═════ Passage
MAGIC simulation of ion extraction - ~500 mA

Below is shown a simulation of ion extraction performed by the MAGIC particle-in-cell code.

Details

5.0 A of both Pb25+ and electrons is emitted from the surface at the left of the simulation, which is biased at +80 kV. This plasma (which has a high directional velocity) drifts to the source outlet aperture in the centre. The next electrode is biased at -10 kV. The elctrons are held back by the fields and the ions are extracted.

As the extraction hole is 1.5 cm in radius and the emitter electrode is 5.0 cm in radius, around 500 mA should be extracted.

Results

Due to the high space charge field from the extracted ions, the electrons penetrate much further into the area between the two electrodes than would normally be the case. The plasma surface then changes the shape of the electric field distribution in the extraction gap, reducing the normal focusing field arrangement, to a strongly defocusing one.

Each images shown corresponds to about 50 ns of beam time.
══════════
_Request A_: Translate this sentence from the ion extraction passage into Spanish: "As the extraction hole is 1.5 cm in radius and the emitter electrode is 5.0 cm in radius, around 500 mA should be extracted."
═════ Data section
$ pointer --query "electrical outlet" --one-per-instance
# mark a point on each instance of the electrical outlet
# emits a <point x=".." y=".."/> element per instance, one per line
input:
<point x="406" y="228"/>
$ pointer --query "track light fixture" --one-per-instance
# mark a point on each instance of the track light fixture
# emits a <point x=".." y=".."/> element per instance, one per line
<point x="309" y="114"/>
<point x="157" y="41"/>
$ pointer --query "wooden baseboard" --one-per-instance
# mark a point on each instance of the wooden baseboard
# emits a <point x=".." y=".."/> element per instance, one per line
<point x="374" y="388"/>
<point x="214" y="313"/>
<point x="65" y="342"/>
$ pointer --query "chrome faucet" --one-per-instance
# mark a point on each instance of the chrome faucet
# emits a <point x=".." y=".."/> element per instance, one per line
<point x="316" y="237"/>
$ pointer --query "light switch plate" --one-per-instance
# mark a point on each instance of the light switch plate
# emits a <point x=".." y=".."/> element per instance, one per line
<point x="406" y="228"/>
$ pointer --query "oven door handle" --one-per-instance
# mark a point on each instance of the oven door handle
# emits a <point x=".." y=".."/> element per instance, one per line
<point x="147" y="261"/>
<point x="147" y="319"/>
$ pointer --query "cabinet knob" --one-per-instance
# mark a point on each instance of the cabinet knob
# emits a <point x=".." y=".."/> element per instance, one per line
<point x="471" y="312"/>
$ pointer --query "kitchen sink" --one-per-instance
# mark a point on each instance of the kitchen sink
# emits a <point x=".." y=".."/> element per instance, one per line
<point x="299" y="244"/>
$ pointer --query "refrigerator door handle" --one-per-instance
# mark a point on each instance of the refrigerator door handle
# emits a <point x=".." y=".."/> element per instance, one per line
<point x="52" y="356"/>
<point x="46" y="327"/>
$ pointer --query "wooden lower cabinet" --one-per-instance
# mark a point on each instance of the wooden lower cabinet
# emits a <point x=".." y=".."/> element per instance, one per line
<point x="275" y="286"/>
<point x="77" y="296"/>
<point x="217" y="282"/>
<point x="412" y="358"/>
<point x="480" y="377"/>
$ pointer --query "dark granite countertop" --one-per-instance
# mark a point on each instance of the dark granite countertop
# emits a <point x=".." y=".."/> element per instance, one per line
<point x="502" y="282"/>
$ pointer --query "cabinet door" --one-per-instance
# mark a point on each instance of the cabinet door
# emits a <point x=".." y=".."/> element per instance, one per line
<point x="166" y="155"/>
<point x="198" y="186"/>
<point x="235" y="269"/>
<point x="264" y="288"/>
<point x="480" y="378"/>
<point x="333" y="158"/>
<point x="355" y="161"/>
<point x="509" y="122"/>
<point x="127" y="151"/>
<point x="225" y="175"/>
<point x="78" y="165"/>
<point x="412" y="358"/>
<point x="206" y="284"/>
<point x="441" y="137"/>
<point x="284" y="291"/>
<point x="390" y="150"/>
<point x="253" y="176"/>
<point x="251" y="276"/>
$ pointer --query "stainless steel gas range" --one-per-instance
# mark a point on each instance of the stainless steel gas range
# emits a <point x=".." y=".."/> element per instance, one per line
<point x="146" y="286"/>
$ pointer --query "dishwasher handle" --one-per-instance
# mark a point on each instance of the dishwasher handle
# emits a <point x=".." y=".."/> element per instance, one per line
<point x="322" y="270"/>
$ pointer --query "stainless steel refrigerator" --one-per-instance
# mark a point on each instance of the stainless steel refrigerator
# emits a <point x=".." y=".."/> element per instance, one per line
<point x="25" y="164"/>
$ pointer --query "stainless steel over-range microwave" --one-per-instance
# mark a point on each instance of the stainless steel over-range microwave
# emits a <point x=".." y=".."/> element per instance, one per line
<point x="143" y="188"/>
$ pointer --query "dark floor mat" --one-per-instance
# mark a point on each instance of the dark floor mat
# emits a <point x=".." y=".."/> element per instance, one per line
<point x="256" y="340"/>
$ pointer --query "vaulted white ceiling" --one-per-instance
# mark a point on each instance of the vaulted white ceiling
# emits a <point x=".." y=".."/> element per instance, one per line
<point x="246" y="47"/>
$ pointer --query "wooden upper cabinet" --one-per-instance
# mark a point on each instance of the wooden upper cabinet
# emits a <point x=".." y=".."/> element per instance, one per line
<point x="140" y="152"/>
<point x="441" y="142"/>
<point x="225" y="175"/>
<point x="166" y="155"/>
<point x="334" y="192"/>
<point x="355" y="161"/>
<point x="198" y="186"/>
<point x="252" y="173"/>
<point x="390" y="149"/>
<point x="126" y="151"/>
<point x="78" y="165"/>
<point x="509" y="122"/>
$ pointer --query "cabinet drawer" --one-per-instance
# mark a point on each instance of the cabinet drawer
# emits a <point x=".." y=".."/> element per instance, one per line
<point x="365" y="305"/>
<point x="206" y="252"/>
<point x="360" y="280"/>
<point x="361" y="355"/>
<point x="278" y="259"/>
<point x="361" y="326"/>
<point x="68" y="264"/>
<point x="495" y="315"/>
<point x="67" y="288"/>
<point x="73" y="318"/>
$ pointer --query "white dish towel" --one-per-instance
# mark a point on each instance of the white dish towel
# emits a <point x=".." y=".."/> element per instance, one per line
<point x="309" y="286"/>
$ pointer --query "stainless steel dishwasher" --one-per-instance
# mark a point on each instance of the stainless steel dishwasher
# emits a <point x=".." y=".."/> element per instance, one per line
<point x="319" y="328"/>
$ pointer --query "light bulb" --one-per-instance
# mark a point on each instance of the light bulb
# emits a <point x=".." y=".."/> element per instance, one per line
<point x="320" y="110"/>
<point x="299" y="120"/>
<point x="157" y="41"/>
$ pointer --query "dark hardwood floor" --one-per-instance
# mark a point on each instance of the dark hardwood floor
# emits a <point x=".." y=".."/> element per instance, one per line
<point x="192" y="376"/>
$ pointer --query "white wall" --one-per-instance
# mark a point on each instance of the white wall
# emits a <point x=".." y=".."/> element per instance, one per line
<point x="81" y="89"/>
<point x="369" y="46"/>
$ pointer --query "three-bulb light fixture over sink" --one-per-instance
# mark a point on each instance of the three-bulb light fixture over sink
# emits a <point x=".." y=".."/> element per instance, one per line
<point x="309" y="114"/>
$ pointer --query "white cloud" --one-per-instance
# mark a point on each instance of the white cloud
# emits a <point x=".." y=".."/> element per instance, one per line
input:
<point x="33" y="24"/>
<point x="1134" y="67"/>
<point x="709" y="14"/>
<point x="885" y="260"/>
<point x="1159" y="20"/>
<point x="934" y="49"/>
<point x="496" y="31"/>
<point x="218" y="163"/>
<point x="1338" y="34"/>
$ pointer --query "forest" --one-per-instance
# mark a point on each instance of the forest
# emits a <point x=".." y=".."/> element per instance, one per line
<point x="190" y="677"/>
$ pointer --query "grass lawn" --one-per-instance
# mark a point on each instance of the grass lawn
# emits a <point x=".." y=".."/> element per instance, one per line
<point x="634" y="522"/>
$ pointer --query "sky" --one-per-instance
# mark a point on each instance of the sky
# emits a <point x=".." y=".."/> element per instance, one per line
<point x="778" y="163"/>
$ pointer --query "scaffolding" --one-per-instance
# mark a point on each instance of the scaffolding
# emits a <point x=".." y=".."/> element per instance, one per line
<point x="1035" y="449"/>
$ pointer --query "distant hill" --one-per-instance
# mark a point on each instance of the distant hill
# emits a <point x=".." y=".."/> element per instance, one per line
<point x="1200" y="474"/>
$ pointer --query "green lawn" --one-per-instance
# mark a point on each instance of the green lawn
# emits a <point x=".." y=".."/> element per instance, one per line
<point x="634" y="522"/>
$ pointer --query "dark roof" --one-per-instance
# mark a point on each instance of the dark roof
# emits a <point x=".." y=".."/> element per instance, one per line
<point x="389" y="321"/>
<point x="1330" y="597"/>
══════════
_Request B_: Return every line in the rows that contains the string "lawn". Case counts.

_Right answer A_: Como el orificio de extracción tiene un radio de 1,5 cm y el electrodo emisor tiene un radio de 5,0 cm, deberían extraerse alrededor de 500 mA.

_Right answer B_:
$ pointer --query "grass lawn" --one-per-instance
# mark a point on each instance of the grass lawn
$ pointer --query "green lawn" --one-per-instance
# mark a point on each instance of the green lawn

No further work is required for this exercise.